From the Journals

Narcolepsy drug has potential to help Parkinson’s disease sleep problems



A treatment for narcolepsy reduced sleep problems in individuals with Parkinson’s disease who had excessive daytime sleepiness in a double-blind, randomized, placebo-controlled, phase 2a trial.

Sleeping elderly woman Silvia Jansen/iStockphoto
Dr. Büchele and his coauthors observed that there was a reciprocal association between nighttime sleep and excessive daytime sleepiness.

“Sodium oxybate–related improvements of sleep and EDS [excessive daytime sleepiness] correlated significantly, whereas sodium oxybate–induced sleep disturbances predicted insufficient treatment response and AEs [adverse events],” they wrote.

The study of 12 patients used a crossover design to examine how well the sodium oxybate could improve sleep latency and scores on the Epworth Sleepiness Scale. The investigators randomized the patients to receive the central nervous system depressor sodium oxybate followed by placebo, or to placebo first and then the active drug, with a 2- to 4-week washout period in between crossovers. Sodium oxybate or placebo were taken at bedtime, and 2.5-4 hours later, with the dose individually titrated between 3 g and 9 g per night, for 6 weeks.

The treatment was associated with significant improvements, including a significant 2.9-minute increase in mean sleep latency on the intention-to-treat analysis (P = .002) and a 3.5-minute increase in the per-protocol analysis (P less than .001), as well as a 4.2-point reduction in Epworth Sleepiness Scale scores (P = .001).

Patients treated with sodium oxybate reported enhanced subjective sleep quality, shown as a 2-point mean reduction in Parkinson’s Disease Sleep Scale–2 scores and a 72.7-minute mean increase in slow-wave stage N3 sleep (and reduction in superficial stage N1 sleep).

In eight patients, there was at least a 50% clinically significant increase in mean sleep latency, and six patients had a normalization of Epworth Sleepiness Scale scores.

■ Stored data
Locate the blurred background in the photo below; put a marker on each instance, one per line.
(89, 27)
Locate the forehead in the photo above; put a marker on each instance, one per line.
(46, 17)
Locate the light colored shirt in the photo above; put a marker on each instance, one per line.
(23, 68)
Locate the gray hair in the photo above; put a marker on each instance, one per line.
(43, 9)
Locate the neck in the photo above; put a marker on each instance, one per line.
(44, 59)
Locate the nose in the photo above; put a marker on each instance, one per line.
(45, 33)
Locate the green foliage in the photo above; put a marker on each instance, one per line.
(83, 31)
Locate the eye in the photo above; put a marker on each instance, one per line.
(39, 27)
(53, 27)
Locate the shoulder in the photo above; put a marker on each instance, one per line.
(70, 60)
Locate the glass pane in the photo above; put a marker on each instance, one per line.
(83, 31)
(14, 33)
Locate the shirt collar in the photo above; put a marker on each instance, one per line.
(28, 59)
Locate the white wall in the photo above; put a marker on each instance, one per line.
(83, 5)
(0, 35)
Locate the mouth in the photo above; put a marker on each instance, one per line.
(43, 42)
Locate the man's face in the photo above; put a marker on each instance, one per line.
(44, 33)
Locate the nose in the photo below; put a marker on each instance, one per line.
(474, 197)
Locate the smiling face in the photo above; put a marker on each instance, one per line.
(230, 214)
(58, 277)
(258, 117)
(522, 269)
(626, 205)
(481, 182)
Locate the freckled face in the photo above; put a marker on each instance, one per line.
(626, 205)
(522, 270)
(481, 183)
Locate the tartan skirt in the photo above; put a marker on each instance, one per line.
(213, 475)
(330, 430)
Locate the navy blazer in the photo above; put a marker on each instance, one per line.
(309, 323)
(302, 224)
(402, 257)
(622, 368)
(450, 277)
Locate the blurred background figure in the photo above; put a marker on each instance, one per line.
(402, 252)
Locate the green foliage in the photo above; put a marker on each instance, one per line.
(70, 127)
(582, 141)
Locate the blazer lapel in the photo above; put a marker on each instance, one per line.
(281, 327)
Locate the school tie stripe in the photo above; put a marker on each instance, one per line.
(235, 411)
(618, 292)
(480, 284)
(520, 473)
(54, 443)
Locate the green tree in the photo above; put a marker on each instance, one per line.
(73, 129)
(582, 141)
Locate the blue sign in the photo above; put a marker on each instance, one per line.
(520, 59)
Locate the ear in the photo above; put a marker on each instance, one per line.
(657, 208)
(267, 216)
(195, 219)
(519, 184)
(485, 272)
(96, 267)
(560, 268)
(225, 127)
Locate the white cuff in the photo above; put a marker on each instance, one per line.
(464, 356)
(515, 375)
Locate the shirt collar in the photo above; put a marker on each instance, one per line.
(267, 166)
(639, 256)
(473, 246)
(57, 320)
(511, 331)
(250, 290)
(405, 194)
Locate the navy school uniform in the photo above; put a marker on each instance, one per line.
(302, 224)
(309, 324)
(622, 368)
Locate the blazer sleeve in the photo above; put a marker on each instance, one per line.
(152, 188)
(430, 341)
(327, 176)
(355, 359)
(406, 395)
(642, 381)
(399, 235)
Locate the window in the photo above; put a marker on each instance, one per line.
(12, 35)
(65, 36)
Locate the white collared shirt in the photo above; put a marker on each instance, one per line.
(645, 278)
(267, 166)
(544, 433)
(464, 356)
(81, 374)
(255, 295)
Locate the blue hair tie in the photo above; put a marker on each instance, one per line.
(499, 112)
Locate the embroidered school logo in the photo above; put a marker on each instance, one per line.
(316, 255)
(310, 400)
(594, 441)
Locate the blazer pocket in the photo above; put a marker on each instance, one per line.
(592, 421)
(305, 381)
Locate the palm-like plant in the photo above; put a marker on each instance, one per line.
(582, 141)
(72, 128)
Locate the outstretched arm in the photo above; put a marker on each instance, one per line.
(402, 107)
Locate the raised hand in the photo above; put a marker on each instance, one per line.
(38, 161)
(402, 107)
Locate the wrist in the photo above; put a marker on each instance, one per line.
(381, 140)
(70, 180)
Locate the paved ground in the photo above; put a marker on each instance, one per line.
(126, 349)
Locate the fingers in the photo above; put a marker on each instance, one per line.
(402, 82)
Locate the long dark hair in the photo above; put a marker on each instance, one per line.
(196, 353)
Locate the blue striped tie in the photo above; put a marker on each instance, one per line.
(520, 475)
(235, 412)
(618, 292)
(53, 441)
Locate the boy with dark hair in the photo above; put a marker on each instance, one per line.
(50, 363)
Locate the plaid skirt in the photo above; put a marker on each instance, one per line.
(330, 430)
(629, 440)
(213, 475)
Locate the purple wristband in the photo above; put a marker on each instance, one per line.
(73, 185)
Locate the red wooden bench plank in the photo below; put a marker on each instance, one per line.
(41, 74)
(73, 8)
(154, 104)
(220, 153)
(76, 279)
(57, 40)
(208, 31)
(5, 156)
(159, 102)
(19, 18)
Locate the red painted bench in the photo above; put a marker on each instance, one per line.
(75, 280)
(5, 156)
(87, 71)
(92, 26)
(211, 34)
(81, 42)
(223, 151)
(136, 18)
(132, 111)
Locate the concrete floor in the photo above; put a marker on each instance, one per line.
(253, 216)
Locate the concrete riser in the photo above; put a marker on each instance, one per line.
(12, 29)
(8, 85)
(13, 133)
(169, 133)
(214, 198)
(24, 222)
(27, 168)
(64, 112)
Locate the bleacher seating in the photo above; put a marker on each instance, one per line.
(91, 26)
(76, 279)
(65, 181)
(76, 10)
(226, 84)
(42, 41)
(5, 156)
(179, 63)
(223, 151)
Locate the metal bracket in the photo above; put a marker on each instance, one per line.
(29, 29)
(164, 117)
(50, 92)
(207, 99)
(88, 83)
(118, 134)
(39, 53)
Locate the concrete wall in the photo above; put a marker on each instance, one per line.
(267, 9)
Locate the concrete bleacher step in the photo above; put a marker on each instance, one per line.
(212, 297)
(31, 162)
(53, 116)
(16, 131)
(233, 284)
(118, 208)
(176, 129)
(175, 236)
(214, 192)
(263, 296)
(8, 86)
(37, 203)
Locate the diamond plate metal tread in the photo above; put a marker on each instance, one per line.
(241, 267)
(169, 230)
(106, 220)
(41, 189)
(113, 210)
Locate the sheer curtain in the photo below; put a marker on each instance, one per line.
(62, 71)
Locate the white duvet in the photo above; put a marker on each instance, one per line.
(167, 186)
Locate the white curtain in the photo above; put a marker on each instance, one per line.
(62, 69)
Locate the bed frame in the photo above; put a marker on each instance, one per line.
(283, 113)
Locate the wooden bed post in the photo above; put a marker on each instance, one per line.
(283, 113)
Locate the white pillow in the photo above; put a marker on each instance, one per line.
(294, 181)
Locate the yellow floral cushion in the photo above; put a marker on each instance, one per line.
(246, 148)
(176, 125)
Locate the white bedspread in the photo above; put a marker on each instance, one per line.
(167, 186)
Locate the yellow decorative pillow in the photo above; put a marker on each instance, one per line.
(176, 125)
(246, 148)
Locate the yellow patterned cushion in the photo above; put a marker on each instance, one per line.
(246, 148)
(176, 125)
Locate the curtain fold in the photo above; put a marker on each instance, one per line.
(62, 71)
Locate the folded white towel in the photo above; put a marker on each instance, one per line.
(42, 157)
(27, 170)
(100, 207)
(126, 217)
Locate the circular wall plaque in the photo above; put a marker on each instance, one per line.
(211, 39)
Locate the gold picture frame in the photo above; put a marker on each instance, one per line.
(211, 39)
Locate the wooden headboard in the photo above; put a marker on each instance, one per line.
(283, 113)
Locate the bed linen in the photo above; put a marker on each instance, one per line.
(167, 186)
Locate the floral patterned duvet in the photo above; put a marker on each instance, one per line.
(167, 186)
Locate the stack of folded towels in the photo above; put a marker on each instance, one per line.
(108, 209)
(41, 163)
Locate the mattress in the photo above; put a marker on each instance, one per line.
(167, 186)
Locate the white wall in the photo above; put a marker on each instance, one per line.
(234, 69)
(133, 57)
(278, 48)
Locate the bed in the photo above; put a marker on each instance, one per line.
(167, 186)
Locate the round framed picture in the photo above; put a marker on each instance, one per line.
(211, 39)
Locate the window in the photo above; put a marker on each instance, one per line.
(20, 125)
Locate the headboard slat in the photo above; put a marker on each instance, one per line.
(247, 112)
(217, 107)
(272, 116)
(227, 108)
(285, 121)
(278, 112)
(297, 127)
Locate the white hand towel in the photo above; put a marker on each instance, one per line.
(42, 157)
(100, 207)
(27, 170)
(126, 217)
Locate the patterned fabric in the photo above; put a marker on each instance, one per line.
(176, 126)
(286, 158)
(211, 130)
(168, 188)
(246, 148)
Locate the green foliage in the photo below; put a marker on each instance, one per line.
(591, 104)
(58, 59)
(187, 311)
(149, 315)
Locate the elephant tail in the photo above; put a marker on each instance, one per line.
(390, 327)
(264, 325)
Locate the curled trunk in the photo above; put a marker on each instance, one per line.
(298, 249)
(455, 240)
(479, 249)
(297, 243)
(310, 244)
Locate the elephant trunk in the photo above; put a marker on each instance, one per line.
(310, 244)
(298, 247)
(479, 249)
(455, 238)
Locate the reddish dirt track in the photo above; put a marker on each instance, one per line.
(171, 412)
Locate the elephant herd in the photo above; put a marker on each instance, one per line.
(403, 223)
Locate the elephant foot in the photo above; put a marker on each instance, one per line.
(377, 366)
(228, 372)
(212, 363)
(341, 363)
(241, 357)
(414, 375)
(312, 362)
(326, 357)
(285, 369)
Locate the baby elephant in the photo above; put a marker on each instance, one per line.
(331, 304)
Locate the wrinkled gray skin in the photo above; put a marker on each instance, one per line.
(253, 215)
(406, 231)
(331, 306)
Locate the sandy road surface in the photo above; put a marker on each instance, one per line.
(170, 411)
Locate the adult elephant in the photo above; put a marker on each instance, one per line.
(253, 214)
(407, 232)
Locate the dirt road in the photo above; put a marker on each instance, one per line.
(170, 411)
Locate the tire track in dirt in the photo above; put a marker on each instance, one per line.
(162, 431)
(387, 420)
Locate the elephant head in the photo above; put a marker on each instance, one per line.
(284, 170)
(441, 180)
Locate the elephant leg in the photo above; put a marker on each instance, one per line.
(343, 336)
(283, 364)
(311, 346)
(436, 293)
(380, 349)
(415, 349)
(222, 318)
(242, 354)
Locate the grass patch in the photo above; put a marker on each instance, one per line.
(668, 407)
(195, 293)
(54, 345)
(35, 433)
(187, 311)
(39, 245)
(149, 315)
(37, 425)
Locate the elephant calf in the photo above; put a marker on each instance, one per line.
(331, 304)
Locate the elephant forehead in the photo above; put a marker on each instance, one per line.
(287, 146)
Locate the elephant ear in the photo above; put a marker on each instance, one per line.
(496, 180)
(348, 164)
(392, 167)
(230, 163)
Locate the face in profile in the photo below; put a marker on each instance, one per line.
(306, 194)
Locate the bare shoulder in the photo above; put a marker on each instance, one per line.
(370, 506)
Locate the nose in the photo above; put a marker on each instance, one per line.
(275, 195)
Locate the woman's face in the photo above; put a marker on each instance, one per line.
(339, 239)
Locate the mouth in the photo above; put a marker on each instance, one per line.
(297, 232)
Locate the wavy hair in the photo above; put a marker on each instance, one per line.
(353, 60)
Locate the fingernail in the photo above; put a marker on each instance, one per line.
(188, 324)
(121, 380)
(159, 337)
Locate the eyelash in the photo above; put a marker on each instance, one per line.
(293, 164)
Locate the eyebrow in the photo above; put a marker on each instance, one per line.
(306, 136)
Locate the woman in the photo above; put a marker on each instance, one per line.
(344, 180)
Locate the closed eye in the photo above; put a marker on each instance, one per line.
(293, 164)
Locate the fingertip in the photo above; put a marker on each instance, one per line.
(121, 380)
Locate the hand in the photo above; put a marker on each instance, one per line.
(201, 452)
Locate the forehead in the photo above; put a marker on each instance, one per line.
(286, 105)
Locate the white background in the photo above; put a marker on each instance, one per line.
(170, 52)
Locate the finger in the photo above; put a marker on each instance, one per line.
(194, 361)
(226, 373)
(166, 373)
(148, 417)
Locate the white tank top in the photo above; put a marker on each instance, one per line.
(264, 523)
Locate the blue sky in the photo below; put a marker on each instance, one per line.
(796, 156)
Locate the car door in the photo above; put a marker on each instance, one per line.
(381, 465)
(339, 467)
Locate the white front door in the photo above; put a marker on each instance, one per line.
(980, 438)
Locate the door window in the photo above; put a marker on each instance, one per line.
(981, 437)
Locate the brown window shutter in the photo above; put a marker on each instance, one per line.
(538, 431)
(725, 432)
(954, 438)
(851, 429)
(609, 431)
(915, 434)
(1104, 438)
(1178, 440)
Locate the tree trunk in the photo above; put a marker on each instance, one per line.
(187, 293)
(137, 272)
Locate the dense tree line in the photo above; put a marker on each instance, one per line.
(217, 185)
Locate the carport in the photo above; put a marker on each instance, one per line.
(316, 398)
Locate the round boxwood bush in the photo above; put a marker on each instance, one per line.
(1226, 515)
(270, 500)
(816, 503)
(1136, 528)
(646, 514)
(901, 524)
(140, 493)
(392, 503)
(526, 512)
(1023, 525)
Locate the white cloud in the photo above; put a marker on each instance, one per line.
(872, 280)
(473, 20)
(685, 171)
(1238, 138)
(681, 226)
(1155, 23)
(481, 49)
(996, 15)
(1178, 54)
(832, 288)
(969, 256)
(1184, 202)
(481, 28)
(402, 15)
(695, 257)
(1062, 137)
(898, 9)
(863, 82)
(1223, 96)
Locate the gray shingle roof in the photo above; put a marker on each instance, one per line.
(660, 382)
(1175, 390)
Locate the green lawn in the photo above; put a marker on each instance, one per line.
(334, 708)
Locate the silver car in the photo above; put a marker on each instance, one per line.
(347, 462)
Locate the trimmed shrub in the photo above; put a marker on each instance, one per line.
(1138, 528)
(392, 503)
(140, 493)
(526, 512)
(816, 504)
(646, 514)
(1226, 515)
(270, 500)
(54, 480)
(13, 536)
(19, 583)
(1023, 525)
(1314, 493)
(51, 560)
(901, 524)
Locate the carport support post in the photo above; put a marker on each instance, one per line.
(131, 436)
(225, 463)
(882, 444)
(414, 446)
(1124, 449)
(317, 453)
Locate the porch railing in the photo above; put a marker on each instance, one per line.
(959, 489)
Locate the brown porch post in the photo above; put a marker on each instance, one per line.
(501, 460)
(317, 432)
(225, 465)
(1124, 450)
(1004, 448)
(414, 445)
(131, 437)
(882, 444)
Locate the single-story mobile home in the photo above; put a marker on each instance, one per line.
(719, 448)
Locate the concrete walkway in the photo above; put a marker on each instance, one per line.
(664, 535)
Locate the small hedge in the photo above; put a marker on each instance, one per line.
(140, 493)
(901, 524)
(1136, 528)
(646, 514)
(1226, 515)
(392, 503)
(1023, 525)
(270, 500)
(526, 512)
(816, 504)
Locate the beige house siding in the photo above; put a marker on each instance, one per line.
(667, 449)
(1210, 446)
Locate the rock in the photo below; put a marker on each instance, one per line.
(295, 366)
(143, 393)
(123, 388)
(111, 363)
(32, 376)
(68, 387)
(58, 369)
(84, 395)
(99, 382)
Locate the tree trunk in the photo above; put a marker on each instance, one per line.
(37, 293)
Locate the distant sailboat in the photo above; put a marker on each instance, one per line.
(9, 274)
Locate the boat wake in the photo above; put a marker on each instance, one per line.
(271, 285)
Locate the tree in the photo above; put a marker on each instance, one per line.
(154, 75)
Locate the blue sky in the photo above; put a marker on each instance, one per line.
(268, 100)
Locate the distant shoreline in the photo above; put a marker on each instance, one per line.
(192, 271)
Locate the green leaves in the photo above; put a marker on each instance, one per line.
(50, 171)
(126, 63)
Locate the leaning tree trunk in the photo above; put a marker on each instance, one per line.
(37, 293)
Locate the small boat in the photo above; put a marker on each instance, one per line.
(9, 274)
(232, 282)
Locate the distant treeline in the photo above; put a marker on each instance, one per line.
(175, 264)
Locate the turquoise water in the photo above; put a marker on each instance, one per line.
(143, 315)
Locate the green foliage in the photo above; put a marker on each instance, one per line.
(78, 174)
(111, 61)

■ Problem 1
List every P value reported in the article on the narcolepsy drug for Parkinson's disease, and give the result each one accompanies.
■ Problem 2
Repeat the portion of the narcolepsy drug article from "The treatment was" up to and including "stage N1 sleep).".
■ Problem 3
Write the next part of the article on the narcolepsy drug for Parkinson's disease, picking up after its final sentence.
The items have nothing to do with the article on the narcolepsy drug.

■ Expected answer 1
- P = .002: the 2.9-minute increase in mean sleep latency on the intention-to-treat analysis
- P less than .001: the 3.5-minute increase in mean sleep latency in the per-protocol analysis
- P = .001: the 4.2-point reduction in Epworth Sleepiness Scale scores

■ Expected answer 2
The treatment was associated with significant improvements, including a significant 2.9-minute increase in mean sleep latency on the intention-to-treat analysis (P = .002) and a 3.5-minute increase in the per-protocol analysis (P less than .001), as well as a 4.2-point reduction in Epworth Sleepiness Scale scores (P = .001).

Patients treated with sodium oxybate reported enhanced subjective sleep quality, shown as a 2-point mean reduction in Parkinson’s Disease Sleep Scale–2 scores and a 72.7-minute mean increase in slow-wave stage N3 sleep (and reduction in superficial stage N1 sleep).

■ Expected answer 3
The sodium oxybate was fairly well tolerated, with no dropouts related to adverse events. All patients experienced adverse events, but three-quarters of these were described as not interfering with daily activities, and one-quarter as having a mild to moderate impact on daily activities. Most resolved after dose adjustment, but one-third of patients were still affected by the end of the study.

One patient dropped out during the washout phase and another was excluded from the per-protocol analysis; both of these patients developed sleep apnea during the course of the study. One patient also developed parasomnia during the study.

While the authors said that their results on efficacy and safety matched those found in trials of sodium oxybate for narcolepsy, their study was limited by small numbers, and larger follow-up trials of longer duration are needed to confirm the findings.

The study was funded by UCB Pharma, which provided the drug and placebo, and by the Clinical Research Priority Program Sleep and Health of the University of Zürich. Five authors declared speaker honoraria and grants from a range of organizations and pharmaceutical companies, including one author who had received these from UCB Pharma. No other conflicts were declared.